### Task objective
Continue the blog post on planning for a sustainable D.C., picking up after its last paragraph.

Monday, November 21, 2011

Planning for a Sustainable D.C.

Contributing writer - Lisa Morris, Planning Associate

Mayor Gray has an ambitious goal: he wants to make our city “the greenest, healthiest, most livable city in the country.” From this intention, Sustainable DC was born. The Office of Planning launched the initiative in September with a website and series of public meetings to get people talking about what sustainability means to them and what it can mean to life in the District. Residents, businesses and organizations around the city have already contributed thousands of ideas from window farming to a canoe-share program. Here at Casey Trees, we’ve been participating in the process and sharing some ideas of our own.

It may come as no surprise that our recommendations focus on a simple concept: more trees! Trees are at the forefront of creating a green, healthy and livable city. They remove pollutants from the air, capture stormwater before it can flow into waterways, make streets more inviting for walking and biking, provide habitat for animals and can even act as a local food source. They do all of this at relatively little cost and can be integrated into the existing urban fabric without requiring major structural overhauls. In short, they’re a great bargain.

### Excerpted data

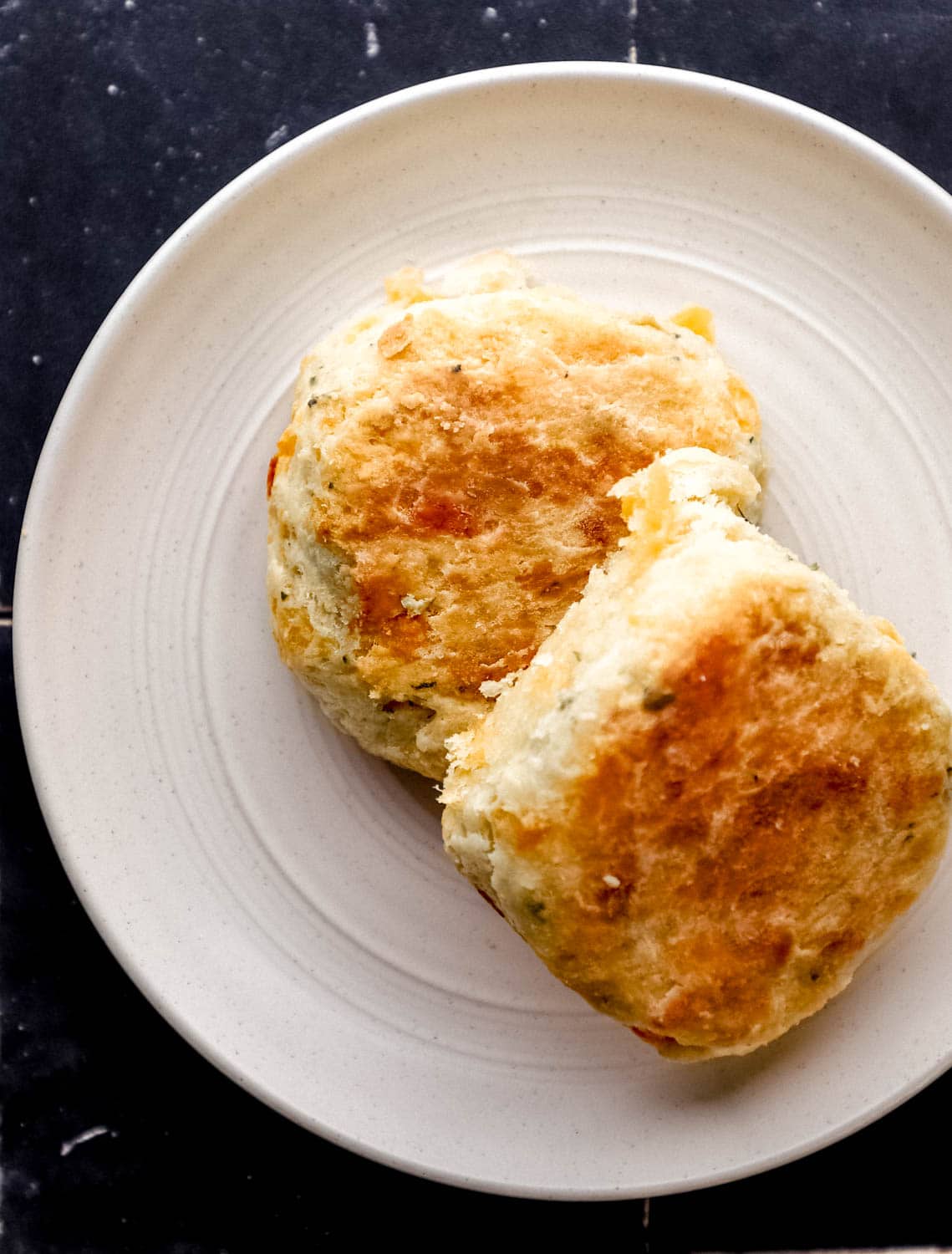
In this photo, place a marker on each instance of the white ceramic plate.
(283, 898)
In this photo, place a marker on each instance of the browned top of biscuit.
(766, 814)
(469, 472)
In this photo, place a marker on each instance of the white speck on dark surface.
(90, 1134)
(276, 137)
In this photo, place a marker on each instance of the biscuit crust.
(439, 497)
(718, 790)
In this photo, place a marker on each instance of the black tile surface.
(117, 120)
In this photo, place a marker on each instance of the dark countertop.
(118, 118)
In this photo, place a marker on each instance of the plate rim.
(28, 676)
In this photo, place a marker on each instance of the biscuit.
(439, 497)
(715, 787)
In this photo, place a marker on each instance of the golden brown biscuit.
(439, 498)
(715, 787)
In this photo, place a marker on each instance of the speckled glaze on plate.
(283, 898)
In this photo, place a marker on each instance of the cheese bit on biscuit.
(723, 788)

...

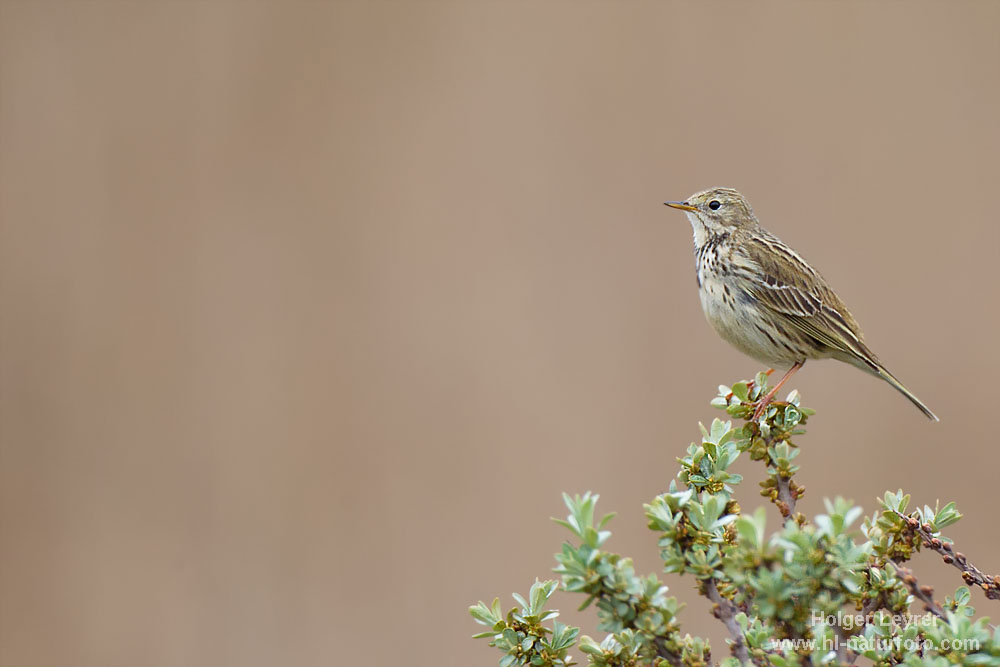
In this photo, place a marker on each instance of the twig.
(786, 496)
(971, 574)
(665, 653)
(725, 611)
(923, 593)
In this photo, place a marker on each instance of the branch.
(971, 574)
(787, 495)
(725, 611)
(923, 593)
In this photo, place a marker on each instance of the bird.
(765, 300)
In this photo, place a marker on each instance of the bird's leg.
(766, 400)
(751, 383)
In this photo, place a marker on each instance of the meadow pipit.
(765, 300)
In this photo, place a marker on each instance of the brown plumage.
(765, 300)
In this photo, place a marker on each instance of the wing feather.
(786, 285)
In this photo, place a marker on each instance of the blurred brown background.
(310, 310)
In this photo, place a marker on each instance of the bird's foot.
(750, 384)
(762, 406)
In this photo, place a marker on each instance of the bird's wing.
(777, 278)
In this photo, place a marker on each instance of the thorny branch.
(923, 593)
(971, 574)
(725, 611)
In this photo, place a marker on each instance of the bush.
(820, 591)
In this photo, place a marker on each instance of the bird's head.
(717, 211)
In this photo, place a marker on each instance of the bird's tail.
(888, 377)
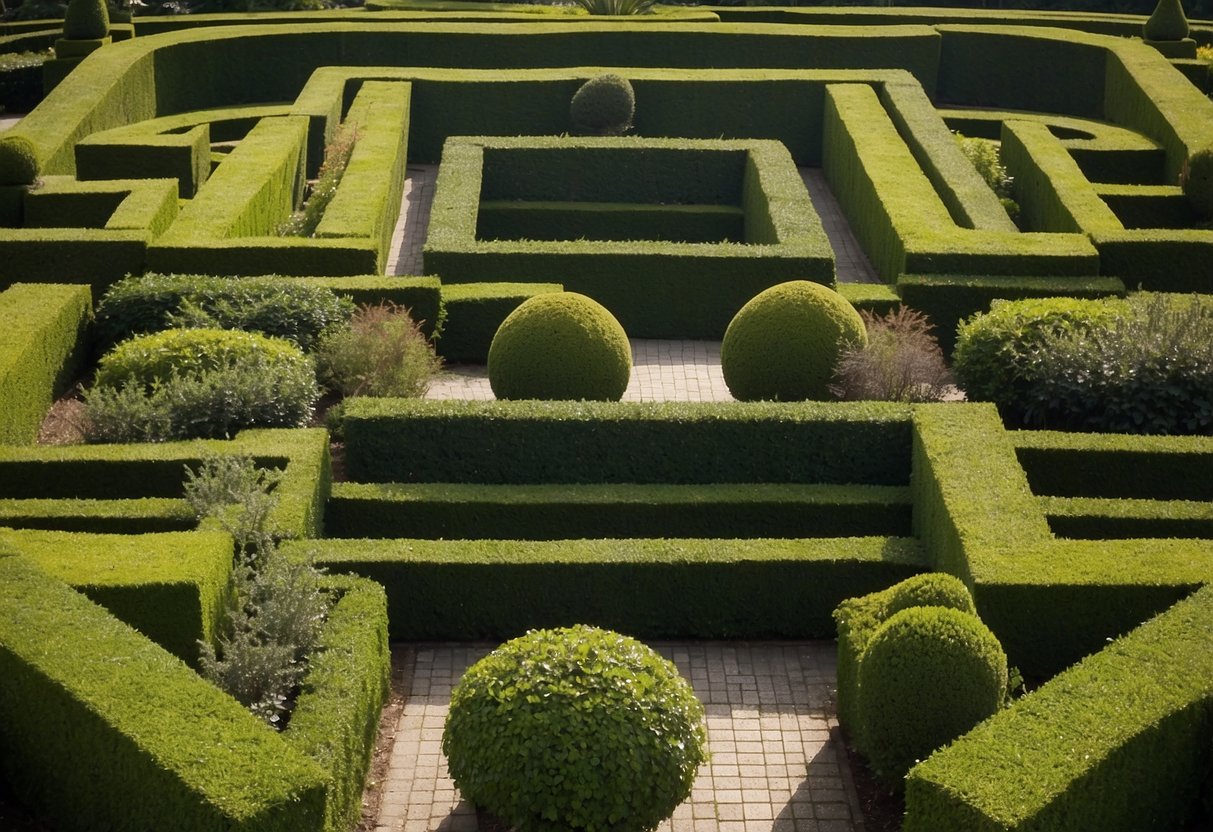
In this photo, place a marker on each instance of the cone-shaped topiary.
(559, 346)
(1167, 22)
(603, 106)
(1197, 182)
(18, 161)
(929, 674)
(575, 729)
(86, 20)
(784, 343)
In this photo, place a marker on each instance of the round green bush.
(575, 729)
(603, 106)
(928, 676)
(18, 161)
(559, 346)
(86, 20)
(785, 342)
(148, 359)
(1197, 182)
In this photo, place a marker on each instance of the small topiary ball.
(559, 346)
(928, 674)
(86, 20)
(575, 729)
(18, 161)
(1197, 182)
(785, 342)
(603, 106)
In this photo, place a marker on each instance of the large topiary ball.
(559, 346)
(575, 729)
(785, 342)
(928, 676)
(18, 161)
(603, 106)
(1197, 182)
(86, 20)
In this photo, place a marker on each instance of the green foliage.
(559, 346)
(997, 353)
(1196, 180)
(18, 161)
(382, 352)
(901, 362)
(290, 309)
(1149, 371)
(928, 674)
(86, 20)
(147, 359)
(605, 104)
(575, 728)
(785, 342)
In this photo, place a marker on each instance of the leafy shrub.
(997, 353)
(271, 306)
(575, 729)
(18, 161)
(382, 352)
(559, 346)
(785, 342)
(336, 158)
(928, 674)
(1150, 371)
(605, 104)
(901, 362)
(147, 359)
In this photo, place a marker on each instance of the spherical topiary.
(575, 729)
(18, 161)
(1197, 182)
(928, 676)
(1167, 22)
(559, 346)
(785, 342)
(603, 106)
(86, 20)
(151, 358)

### Result
Most agree on the goal of enhancing the urban forest, but to make it happen in a dynamic urban environment with competing demands for limited space, we need a roadmap. The District has an informal goal of growing the tree canopy to 40% by 2035, and to turn this goal into action, we need laws, policies and regulations that give it teeth. One example is to update the Urban Forest Preservation Act of 2002 to ensure that it protects the large canopy trees of today and tomorrow. An Urban Forest Master Plan is another necessary tool to provide clear direction on how to reach this goal. The City’s MS-4 stormwater permit requires the adoption of such a plan; however, the City has yet to develop one. 

Changes to the built environment and development regulations can also help create a more tree-friendly city. For example, encouraging developers to bury utility wires underground makes room for expanded tree canopy, and suspended sidewalks with soil cells underneath create space for roots to stretch out so they can get all the nutrients they need to thrive. These are simple strategies to accommodate population growth and new development without sacrificing our urban forest.

Trees are a critical part of the living system that is a city. We are excited to bring this perspective to the Sustainable DC process as we build a road map to a greener, healthier and more livable District.